* What to work on:
a) Please write out the part of the timing belt thread starting with "I thought I would" and going on through "the proper tools.".
b) Answer these questions from the timing belt thread:
(i) Between which two parts did the remaining piece of belt get before breaking the timing belt?
(ii) What does the writer plan to invest any money saved in?
(iii) On the 1.9 "Escort" motor, what is it a good idea to replace when doing the timing belt?

* Passage given:
--------------------------------------------------

I think that's his point

It's self centering, idlers and all else being up to snuff.

IIRC - If the Timing belt tensioner is spring loaded, you're supposed to snug down the holding bolt, crank the engine through for several revs.. then loosen the holding bolt and let tensioner take up any additional slack. I applied a little 'extra' hand pressure on the tensioner as I tightened bolt to 'very snug'

Reply to
Backyard Mechanic

The accessory belt *shredded* longitudinally, with many long whip like ends, with one section still turning the accessories. It made a horrible noise, I thought I had run over a gnarly branch of a tree. I knew I was in trouble, coasted to a stop, shut the engine down, turned off the electrics, popped the hood, etc. After I cleaned it up, I started the car, it started fine, but one piece of the belt still remained, I could hear it banging, but before I could get the engine shut off, that thing somehow got between the timing belt cover and the block and broke the timing belt! Then I was in real trouble.

I was stunned at the amount of clearance and the size of the gaps between the cover and the block. You would think that a mission critical piece of hardware would be better protected, especially on older interference engines. Anything could get in there.

I thought I would bring this up here, because it could happen to anyone. Lesson : check your serpentine belt often. Replace it, it's much easier than a timing belt.

Anyways, thanks for all your responses, I'm going to try to finish this up morning. I'll check back with the result, and to see how the discussion is going, but it is just too darn cold out there for me to do the water pump too, and now that I have done this procedure once, (probably twice before I get through) it wasn't all that bad, better if I had all the proper tools.

The money that I save with this (if there is any), I'm investing in tools for this location.

Reply to
lifeform1

On the 1.9 "Escort" motor it is always a good idea to replace the water pump when doing the timing belt. The belt also drives the pump, so a water pump failure will take out the timing belt. That's a very common failure. I believe the 94 had the tensioner assembly as part of it the pump.

--------------------------------------------------

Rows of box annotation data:

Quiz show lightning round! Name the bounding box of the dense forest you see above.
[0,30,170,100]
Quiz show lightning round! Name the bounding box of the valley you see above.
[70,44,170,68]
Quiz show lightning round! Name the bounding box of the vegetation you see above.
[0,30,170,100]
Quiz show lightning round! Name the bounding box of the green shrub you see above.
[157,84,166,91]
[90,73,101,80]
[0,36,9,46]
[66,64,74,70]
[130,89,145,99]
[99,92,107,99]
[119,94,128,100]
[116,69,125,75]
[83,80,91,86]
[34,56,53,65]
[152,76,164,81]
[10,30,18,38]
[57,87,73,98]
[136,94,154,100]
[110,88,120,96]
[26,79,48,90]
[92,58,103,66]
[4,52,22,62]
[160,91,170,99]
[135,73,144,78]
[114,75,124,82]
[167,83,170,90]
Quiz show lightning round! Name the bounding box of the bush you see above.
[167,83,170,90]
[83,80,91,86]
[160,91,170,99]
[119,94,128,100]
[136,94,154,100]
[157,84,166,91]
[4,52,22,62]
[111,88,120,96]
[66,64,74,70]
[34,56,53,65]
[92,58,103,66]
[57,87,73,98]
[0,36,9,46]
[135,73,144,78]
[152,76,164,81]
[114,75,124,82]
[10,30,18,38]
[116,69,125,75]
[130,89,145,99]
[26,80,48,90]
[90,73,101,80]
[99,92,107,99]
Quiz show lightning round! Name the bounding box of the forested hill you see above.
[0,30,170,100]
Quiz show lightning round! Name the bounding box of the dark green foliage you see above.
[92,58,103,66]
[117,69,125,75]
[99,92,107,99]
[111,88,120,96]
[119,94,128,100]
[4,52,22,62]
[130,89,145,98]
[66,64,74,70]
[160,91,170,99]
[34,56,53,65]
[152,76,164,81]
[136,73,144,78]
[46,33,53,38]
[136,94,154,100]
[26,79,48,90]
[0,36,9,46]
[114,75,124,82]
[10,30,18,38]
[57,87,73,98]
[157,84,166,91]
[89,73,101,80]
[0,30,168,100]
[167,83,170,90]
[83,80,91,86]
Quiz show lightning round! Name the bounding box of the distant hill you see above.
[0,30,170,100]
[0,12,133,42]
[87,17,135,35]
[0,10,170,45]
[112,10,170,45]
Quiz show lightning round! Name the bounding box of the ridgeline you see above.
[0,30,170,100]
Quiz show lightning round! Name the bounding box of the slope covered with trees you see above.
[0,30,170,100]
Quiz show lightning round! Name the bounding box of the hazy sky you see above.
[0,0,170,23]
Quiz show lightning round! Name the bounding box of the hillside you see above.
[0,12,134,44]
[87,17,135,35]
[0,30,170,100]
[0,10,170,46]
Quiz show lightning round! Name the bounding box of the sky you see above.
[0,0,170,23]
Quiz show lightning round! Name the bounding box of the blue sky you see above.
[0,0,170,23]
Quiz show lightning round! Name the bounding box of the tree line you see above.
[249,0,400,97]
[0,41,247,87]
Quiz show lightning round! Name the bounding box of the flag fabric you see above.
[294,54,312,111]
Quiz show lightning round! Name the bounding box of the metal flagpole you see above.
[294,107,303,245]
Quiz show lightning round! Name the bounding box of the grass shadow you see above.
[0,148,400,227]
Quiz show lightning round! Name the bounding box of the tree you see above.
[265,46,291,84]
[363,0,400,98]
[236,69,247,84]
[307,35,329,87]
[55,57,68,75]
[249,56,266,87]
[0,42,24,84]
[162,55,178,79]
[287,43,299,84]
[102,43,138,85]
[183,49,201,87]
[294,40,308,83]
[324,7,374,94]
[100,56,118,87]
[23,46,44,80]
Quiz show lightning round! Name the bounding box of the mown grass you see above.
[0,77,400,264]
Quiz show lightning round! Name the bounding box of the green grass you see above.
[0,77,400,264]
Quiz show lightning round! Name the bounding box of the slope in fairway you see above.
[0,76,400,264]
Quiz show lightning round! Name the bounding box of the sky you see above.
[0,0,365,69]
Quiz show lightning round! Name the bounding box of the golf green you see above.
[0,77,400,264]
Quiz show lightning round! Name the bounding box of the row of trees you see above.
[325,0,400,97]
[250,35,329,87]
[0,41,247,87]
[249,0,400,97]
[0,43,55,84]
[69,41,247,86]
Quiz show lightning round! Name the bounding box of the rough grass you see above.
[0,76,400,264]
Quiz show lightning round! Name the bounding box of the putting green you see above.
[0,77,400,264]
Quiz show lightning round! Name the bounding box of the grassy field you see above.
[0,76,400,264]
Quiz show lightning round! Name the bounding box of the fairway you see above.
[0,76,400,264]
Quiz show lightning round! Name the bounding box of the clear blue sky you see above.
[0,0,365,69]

--------------------------------------------------

* Results of the exercise:
a)
I thought I would bring this up here, because it could happen to anyone. Lesson : check your serpentine belt often. Replace it, it's much easier than a timing belt.

Anyways, thanks for all your responses, I'm going to try to finish this up morning. I'll check back with the result, and to see how the discussion is going, but it is just too darn cold out there for me to do the water pump too, and now that I have done this procedure once, (probably twice before I get through) it wasn't all that bad, better if I had all the proper tools.

b)
(i) The timing belt cover and the block
(ii) Tools for this location
(iii) The water pump